• _Task instructions_: Reproduce every one of the records below word for word, keeping each line unchanged.

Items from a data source
- - - - -

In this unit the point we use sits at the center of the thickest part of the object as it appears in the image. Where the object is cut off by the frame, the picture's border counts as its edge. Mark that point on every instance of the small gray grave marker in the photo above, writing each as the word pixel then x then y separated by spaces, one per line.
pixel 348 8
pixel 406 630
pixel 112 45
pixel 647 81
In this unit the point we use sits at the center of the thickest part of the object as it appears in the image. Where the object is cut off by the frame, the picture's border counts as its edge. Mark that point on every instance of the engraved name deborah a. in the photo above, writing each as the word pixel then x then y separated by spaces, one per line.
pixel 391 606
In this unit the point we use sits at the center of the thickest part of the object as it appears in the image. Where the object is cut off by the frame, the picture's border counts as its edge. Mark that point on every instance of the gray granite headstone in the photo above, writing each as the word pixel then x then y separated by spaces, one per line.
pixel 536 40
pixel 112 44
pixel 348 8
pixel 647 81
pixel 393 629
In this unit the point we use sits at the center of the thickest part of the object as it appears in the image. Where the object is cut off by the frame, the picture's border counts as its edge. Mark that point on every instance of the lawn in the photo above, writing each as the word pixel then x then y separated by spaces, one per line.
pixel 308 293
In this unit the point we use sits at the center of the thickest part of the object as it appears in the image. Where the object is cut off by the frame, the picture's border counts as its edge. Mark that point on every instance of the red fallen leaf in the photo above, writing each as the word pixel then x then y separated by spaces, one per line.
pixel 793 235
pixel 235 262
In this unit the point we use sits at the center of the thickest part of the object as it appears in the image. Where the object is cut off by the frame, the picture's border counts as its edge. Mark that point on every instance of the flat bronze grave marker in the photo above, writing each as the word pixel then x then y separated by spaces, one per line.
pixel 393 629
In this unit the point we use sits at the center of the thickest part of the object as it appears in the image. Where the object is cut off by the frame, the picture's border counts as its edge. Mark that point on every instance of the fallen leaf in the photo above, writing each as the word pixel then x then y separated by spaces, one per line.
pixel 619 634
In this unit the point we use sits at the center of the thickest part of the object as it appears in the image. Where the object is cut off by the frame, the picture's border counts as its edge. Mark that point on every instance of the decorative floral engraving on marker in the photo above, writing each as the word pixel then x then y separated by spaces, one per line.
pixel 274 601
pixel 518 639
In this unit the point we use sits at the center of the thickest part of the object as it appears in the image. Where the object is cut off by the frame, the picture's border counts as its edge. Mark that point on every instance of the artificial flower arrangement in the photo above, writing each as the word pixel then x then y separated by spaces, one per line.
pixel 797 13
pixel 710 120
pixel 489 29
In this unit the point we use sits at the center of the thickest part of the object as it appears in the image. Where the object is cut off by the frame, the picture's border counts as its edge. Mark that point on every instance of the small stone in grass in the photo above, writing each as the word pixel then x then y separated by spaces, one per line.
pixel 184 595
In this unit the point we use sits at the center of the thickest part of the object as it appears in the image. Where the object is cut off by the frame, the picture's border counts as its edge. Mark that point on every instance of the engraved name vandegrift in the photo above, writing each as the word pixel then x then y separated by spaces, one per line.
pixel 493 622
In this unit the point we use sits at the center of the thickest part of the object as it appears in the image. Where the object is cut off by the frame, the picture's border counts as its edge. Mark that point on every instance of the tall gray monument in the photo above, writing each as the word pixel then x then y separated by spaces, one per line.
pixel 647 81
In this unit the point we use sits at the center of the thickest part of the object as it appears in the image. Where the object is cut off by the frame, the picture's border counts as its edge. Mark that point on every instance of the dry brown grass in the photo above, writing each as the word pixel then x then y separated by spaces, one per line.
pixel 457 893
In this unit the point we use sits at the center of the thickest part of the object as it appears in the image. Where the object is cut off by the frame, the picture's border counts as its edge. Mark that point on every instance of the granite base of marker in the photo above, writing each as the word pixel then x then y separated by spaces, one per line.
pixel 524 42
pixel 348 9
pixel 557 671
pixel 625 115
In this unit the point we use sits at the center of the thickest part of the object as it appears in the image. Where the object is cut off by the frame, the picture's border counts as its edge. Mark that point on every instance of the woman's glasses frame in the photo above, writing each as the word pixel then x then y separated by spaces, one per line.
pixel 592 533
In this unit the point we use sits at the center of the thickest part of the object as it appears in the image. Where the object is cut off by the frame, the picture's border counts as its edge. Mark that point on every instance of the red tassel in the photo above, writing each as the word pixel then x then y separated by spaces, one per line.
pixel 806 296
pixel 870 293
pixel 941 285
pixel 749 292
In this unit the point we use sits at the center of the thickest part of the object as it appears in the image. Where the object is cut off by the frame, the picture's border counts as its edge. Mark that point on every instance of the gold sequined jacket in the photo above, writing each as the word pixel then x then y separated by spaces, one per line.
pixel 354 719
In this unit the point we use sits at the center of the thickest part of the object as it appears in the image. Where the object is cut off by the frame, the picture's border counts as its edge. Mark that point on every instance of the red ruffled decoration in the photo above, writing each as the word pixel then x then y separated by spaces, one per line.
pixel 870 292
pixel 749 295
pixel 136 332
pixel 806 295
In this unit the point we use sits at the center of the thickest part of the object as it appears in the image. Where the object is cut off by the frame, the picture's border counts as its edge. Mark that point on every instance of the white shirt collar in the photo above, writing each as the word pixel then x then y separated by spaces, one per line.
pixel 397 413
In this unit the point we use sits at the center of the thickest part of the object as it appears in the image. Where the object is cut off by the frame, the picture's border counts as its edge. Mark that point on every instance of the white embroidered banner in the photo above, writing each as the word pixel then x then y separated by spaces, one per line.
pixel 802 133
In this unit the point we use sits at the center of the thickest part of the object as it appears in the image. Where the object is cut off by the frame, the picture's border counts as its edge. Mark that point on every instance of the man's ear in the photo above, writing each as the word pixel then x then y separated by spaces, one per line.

- - - - -

• _Answer_:
In this unit the point we use sits at the center of the thickest part of the object as it appears in the image. Where the object is cut off by the frame, the picture's border counts as its edge. Mark that point on every instance of the small gray grave marker in the photo above, writing each as the word pixel then x then y separated by spaces, one per line.
pixel 348 8
pixel 406 630
pixel 112 45
pixel 647 81
In this unit the point we use sits at the center of the thickest part of the object as it appears in the image. Where the object is cut off by the frame, the picture's border counts as its edge. Mark that point on every instance of the engraved name deborah a. in the photo above, writing each as the word pixel then x then y separated by spaces, one per line.
pixel 391 606
In this unit the point we use sits at the center of the thickest part of the object as it appears in the image. Where the object is cut off by the frame, the picture's border counts as its edge. Mark that point on every instance of the gray granite headstone in the photo above, writing each as the word pixel then x then y separated by spaces, one per line.
pixel 536 40
pixel 112 44
pixel 348 8
pixel 647 81
pixel 393 629
In this unit the point we use sits at the center of the thickest part of the object as it appears in the image. Where the object is cut off by the frame, the picture's border counts as its edge. Mark that point on every instance of the lawn in the photo above, writing each as the word pixel then x then y separated by spaces, one per line.
pixel 308 293
In this unit the point we use sits at the center of the thickest part of the object as it appears in the image. Where the object is cut off by the frame, the picture's border counts as its edge. Mark that point on every instance of the red fallen leaf in the photo above, writing each as the word pixel then x then y separated by spaces, one per line.
pixel 793 235
pixel 235 262
In this unit the point we use sits at the center of the thickest part of the object as it appears in the image. Where the object is cut off by the frame, the picture's border counts as its edge. Mark that point on every instance of the flat bronze grave marker in the photo above, writing each as the word pixel then x then y separated by spaces, one per line.
pixel 393 629
In this unit the point we use sits at the center of the thickest part of the object as it appears in the image. Where the object is cut off by the frame, the picture's border counts as its edge. Mark that point on every instance of the fallen leaf in the photo above, writing each as the word pixel then x then y separated by spaces, one per line.
pixel 619 634
In this unit the point we use sits at the center of the thickest part of the object as it appears in the image. Where the object is cut off by the frame, the picture's border counts as its edge. Mark that point on every instance of the decorative floral engraving on marker in the photo above, writing each as the word pixel then x then y separated by spaces, one per line.
pixel 274 601
pixel 518 639
In this unit the point we use sits at the center of the thickest part of the object as it appears in the image. Where the object is cut off by the frame, the picture's border counts as its edge. Mark that point on every instance of the artificial flower arrangement in the photo above, writing each as the word pixel then x then y separated by spaces, one per line.
pixel 797 13
pixel 710 120
pixel 489 29
In this unit the point we use sits at the center of the thickest part of the object as it appears in the image. Where the object is cut off by the frame, the picture's border counts as its edge. Mark that point on every instance of the small stone in grass in the photo above, writing each as the word pixel then x then y separated by spaces, one per line.
pixel 184 595
In this unit the point we use sits at the center of the thickest part of the object as it appears in the image. Where the object is cut off by the frame, the picture's border counts as its edge. Mark that point on every instance of the engraved name vandegrift in the photo above, writing each as the word pixel then x then y separated by spaces, one per line.
pixel 493 622
In this unit the point we use sits at the center of the thickest part of the object as it appears in the image. Where the object is cut off by the frame, the picture's border counts as its edge. Mark that point on every instance of the tall gray monument in the photo above, writing each as the word pixel then x then y separated by spaces, one per line.
pixel 647 81
In this unit the point we use sits at the center of the thickest part of the object as it appears in the image. Where the object is cut off by the frame, the picture's border counts as its edge. Mark that point on every instance of the dry brown grass in the photo above, writing each as the word pixel then x then y separated by spaces, one per line.
pixel 457 893
In this unit the point we use sits at the center of the thickest part of the object as it appears in the image. Where the object is cut off by the frame, the picture's border counts as its edge. Mark that point on every instance of the granite base of marker in the photo above, writing each as the word pixel then x then y separated by spaces, one per line.
pixel 524 42
pixel 348 9
pixel 557 671
pixel 625 115
In this unit the point we use sits at the center of the thickest part of the object as it appears in the image. Where the object is cut off by the frame, the picture's border counts as its edge. Mark that point on every instance of the woman's glasses frame in the photo above, writing each as the word pixel then x then y separated by spaces, one per line.
pixel 592 533
In this unit the point we use sits at the center of the thickest part of the object as it appears in the image. Where the object is cut off by the frame, the picture's border counts as its edge. Mark that point on every instance of the red tassel in the photo above, writing each as the word pixel then x then y separated by spaces, one per line.
pixel 806 296
pixel 870 293
pixel 941 285
pixel 749 292
In this unit the point we use sits at the center of the thickest part of the object as it appears in the image. Where the object is cut off by the frame, the picture's border counts as its edge. Mark that point on every instance of the gold sequined jacket in the photo above, writing each as the word pixel then x then y separated by spaces, one per line.
pixel 354 719
In this unit the point we use sits at the center of the thickest part of the object as it appears in the image. Where the object is cut off by the frame, the picture's border counts as its edge. Mark that point on every instance of the red ruffled decoration in the photo above, writing each as the word pixel then x then y separated by spaces, one per line.
pixel 870 292
pixel 749 295
pixel 136 332
pixel 806 295
In this unit the point we use sits at the center of the thickest part of the object as it appears in the image. Where the object is cut off by the frame, the picture's border counts as its edge. Mark that point on every instance of the white shirt collar in the photo above, writing each as the word pixel then x then y separated by spaces, one per line.
pixel 397 413
In this unit the point we use sits at the center of the thickest part of the object as it appears in the image. Where the object is cut off by the frame, the picture's border counts as its edge. Mark that point on every instance of the white embroidered banner in the photo above, writing each as the word pixel then x then y separated by spaces, one per line.
pixel 802 133
In this unit the point we use sits at the center of the thickest part of the object as it appears in the image. Where the object is cut off by the frame, the picture's border counts as its edge. Mark that point on every instance of the man's ear in the photo above, writing each as the word pixel then x then y separated by spaces, one per line.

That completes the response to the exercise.